* [Texte fourni]

----

La salicaire commune présente quelques-unes des caractéristiques des plantes envahissantes nuisibles, dont la prolificité. Les fleurs portées par chaque tige de cette plante produisent jusqu'à 22 000 graines par année et un plant compte de 1 à 50 tiges.
— Jacques Brisson
Professeur à l'École supérieure d'aménagement du territoire et de développement régional et chercheur au Centre de recherche en aménagement et développement, Claude Lavoie vient de faire paraître, aux Publications du Québec, avec la collaboration de Gilles Ayotte et Elisabeth Groeneveld, 50 plantes envahissantes, protéger la nature et l'agriculture. Cet ouvrage fait la somme des 20 années d'études et de recherches qu'il a consacrées à l'écologie et à la gestion de ces espèces. «Lorsque j'ai commencé ma carrière universitaire à la fin des années 1990, nous étions à l'aube de la recherche sur les plantes envahissantes. Cette niche était libre au Québec et je me suis lancé», explique celui qui avait consacré sa maîtrise et son doctorat aux fluctuations de la limite nordique des arbres au Québec.
Si on examine la question avec un très grand angle, toutes les plantes qui nous entourent aujourd'hui sont venues d'ailleurs puisque les dernières glaciations avaient fait table rase de la végétation. La différence entre les espèces qui ont patiemment colonisé le territoire après le retrait du glacier et les espèces exotiques introduites volontairement ou accidentellement est que ces dernières ont profité de l'activité humaine et de la transformation des habitats naturels qui s'ensuit pour s'installer à vitesse grand V. «La grande majorité est restée discrète, mais d'autres ont profité des espaces nouvellement défrichés, de l'absence d'ennemis naturels ou de la présence de ressources inexploitées pour se transformer en envahisseurs, parfois au point de devenir carrément nuisibles à la faune, à la flore ou aux humains. Nous avons créé des habitats propices à ces invasions», résume Claude Lavoie.

----

* [Données répertoriées]
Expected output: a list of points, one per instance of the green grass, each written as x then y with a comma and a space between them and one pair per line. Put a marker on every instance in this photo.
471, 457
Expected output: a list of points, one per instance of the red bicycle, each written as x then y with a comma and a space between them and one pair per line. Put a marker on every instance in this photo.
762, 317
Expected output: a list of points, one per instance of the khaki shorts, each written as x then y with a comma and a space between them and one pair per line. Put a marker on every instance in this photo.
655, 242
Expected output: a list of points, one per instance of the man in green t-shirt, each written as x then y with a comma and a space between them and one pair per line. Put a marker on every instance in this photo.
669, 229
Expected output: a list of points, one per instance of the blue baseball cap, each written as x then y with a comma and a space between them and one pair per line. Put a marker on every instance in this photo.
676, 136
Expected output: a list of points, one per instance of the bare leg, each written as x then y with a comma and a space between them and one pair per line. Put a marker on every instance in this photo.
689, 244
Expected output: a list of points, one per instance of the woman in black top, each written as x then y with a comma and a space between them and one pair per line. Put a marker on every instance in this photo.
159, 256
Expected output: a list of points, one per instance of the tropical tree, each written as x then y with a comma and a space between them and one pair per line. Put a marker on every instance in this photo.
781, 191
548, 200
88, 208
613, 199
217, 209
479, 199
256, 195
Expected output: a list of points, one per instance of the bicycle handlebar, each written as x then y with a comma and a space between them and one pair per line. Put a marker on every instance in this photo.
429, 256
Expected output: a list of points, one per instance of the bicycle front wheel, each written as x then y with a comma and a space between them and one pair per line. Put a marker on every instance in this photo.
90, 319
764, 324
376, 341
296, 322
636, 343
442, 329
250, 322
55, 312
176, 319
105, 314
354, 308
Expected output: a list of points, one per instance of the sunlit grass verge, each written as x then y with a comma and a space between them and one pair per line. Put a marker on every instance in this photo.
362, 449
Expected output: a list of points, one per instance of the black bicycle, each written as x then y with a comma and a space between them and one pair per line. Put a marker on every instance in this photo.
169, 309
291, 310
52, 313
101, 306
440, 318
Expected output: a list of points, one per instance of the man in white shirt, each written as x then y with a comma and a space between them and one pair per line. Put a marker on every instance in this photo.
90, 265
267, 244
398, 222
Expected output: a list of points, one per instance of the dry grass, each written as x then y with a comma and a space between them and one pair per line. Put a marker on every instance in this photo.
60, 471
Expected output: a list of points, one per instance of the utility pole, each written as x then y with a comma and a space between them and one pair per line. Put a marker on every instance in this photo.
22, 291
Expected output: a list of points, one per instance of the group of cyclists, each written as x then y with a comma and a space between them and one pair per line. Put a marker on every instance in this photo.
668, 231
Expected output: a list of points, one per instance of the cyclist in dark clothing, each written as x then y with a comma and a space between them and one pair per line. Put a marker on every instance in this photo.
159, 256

----

* [Tâche à faire 1] Traduisez en anglais la phrase suivante du texte sur les plantes envahissantes : « Cet ouvrage fait la somme des 20 années d'études et de recherches qu'il a consacrées à l'écologie et à la gestion de ces espèces. »
* [Tâche à faire 2] Rédigez la suite du texte sur les plantes envahissantes en reprenant après sa dernière phrase.

* [Réponse rédigée 1] This work sums up the 20 years of study and research he has devoted to the ecology and management of these species.

* [Réponse rédigée 2]
S'il fallait dresser le portrait-robot de ces envahisseurs nuisibles, quelles en seraient les principales caractéristiques? «Ce sont souvent des plantes qui croissent rapidement et qui atteignent une grande taille, elles produisent un très grand nombre de graines, mais elles peuvent aussi se multiplier de façon végétative, répond le chercheur. Nos pires envahisseurs, le roseau commun, la renouée japonaise et le chiendent commun, sont des plantes à rhizomes qui forment d'immenses clones. La lutte contre les plantes envahissantes est difficile, mais lorsqu'elle se déplace sous la surface du sol, le défi est encore plus grand.»
C'est pour répondre aux préoccupations des citoyens, des producteurs agricoles, des agronomes, des aménagistes, des biologistes et des gestionnaires de l'environnement aux prises avec des envahisseurs nuisibles que Claude Lavoie a pris soin d'inclure, pour chaque plante décrite dans son ouvrage, une section sur les moyens éprouvés d'en contenir les ardeurs. «Il est à peu près impossible d'éradiquer une espèce envahissante, à moins d'y consacrer beaucoup de ressources, estime-t-il. Au Québec, malgré la lutte menée contre plusieurs de ces espèces, une seule, la berce du Caucase, est en régression. Il est plus réaliste de fixer un seuil d'abondance acceptable pour une espèce en tenant compte des moyens disponibles pour la combattre. C'est une lutte perpétuelle qui est exigeante pendant les premières années, mais qui devient vivable par la suite.»
Le professeur Lavoie souligne qu'en matière de plantes envahissantes, il faut aller au-delà des apparences et bien choisir ses combats. «Certaines espèces peuvent devenir très abondantes dans certains milieux, mais il faut se demander quelle est l'ampleur des dommages réels qu'elles causent. Comme les ressources sont limitées, il faut concentrer les efforts sur le contrôle des plantes qui sont de solides nuisances.»
Malgré tout, le chercheur ne peut cacher une certaine admiration pour ces plantes qu'il se plaît à nommer «ces fascinants envahisseurs». «Nous sommes très bien équipés pour lutter contre ces espèces et, pourtant, elles résistent toujours. Qui sait, peut-être un jour aurons-nous besoin de leurs incroyables facultés d'adaptation pour restaurer des sites dégradés où aucune autre espèce ne sera en mesure de croître.»